### Énoncé écrit 1
Pouvez-vous mettre à jour les enregistrements, depuis leur début jusqu'à la ligne contenant « [[102, 80]] », en remplaçant « winding road » par « curving road » sans rien modifier d'autre ? Laissez les images hors de la réponse.

12. En raison du harcèlement dont elle faisait l'objet tant qu'elle menait cette vie nomade, ce qui était préjudiciable à la santé de sa famille et à la scolarité des enfants, la requérante acheta en 1985 un terrain avec l'intention de s'y installer dans une habitation mobile. Ce terrain se trouve dans le district de Three Rivers, dans le Hertfordshire, où il n'existe pas de site officiel pour les Tsiganes. Selon la requérante, un employé du conseil de comté lui aurait dit en 1984, alors qu'elle avait installé son campement sur le bord de la route, que si elle achetait un terrain elle serait autorisée à y vivre. Le Gouvernement déclare qu'il n'existe aucune trace écrite d'une telle promesse, qui est peu susceptible d'avoir été formulée car c'est au conseil de district, et non au conseil de comté, qu'il appartient de se prononcer sur une telle demande. Le terrain faisait également l'objet d'une ordonnance de 1961 y interdisant l'installation de trois caravanes.
13. La requérante s'installa avec sa famille sur le terrain et demanda un permis d'aménagement foncier. Elle souhaitait ainsi permettre à ses enfants de fréquenter immédiatement l'école. Le conseil de district refusa le 11 septembre 1986 d'accorder le permis demandé et notifia des mises en demeure.
14. Ces mises en demeure furent attaquées en appel. En juillet 1987, un inspecteur nommé par le ministère de l'Environnement procéda à une enquête publique. Il rejeta le recours et confirma la décision du conseil, car le terrain se trouvait dans la ceinture verte métropolitaine. Il considéra que les politiques locales et nationales d'aménagement devaient l'emporter sur les besoins de l'appelante. En raison de l'absence de site officiel pour les Tsiganes dans le district de Three Rivers, la famille se vit accorder un délai de quinze mois pour évacuer son terrain, le conseil ayant déclaré que d'ici là, un emplacement approprié leur aurait été trouvé et qu'ils seraient en mesure de s'installer sur un nouveau site officiel sous un an.

### Extraits de données

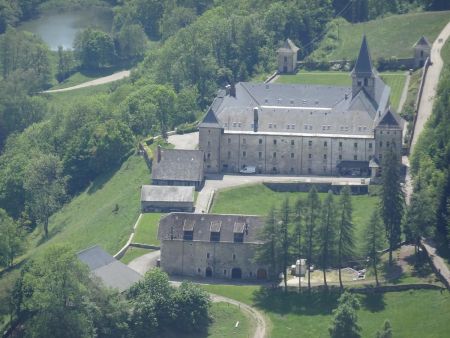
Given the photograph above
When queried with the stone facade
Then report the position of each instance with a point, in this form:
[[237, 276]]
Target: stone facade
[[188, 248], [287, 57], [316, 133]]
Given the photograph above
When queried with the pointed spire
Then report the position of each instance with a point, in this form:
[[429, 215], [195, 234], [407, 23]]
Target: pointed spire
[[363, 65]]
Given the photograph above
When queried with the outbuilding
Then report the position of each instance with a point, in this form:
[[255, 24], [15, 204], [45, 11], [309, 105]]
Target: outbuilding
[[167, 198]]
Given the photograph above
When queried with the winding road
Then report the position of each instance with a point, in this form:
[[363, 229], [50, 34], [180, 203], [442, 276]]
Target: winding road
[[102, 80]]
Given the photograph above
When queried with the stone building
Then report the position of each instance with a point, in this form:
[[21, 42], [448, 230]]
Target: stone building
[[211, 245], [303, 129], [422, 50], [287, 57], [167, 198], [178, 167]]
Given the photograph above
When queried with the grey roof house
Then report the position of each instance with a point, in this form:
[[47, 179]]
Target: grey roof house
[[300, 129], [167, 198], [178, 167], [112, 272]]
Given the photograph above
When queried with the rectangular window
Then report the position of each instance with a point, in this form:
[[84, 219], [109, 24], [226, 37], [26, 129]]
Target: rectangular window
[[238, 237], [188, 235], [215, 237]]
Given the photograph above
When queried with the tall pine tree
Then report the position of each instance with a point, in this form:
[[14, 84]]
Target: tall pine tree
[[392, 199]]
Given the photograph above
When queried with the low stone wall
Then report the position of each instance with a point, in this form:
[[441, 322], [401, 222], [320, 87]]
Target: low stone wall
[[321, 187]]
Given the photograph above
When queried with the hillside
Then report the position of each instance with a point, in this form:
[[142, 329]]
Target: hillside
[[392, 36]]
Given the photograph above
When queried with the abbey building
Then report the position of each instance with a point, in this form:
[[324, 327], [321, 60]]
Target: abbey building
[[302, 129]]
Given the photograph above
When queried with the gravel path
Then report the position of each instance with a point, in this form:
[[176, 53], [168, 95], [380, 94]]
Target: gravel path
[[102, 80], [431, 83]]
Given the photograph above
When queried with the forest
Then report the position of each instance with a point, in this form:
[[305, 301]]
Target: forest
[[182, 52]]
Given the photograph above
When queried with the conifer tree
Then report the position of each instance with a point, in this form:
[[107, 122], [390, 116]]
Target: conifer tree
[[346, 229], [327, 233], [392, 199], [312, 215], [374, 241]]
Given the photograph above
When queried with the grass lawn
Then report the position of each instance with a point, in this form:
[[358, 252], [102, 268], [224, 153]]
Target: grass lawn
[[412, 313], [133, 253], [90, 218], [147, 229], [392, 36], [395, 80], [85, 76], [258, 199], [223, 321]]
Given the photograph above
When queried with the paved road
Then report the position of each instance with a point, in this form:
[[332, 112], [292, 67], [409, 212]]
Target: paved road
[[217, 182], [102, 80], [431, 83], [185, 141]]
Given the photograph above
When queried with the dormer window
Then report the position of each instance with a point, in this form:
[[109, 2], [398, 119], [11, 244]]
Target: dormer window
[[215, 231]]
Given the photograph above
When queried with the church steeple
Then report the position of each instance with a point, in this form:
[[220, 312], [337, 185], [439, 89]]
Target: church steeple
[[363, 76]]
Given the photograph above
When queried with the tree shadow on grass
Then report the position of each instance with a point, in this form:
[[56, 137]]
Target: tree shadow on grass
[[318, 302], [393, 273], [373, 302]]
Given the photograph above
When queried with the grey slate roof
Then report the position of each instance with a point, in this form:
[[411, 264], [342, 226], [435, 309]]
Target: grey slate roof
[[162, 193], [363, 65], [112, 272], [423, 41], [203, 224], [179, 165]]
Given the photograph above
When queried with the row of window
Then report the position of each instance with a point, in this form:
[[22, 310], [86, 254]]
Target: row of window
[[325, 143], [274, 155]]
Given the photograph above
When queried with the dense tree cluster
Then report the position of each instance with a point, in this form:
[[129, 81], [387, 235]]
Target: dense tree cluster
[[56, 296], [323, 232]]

### Énoncé écrit 2
Pouvez-vous reproduire mot pour mot le passage de la sélection qui va de « 13. La requérante » à « mises en demeure. » ?

### Résultat correct 1
Given the photograph above
When queried with the stone facade
Then report the position of each instance with a point, in this form:
[[237, 276]]
Target: stone facade
[[188, 248], [287, 57], [316, 133]]
Given the photograph above
When queried with the pointed spire
Then report the position of each instance with a point, in this form:
[[429, 215], [195, 234], [407, 23]]
Target: pointed spire
[[363, 65]]
Given the photograph above
When queried with the outbuilding
Then report the position of each instance with a point, in this form:
[[255, 24], [15, 204], [45, 11], [309, 105]]
Target: outbuilding
[[167, 198]]
Given the photograph above
When queried with the curving road
Then report the position of each instance with a point, in this form:
[[363, 229], [50, 34], [180, 203], [442, 276]]
Target: curving road
[[102, 80]]

### Résultat correct 2
13. La requérante s'installa avec sa famille sur le terrain et demanda un permis d'aménagement foncier. Elle souhaitait ainsi permettre à ses enfants de fréquenter immédiatement l'école. Le conseil de district refusa le 11 septembre 1986 d'accorder le permis demandé et notifia des mises en demeure.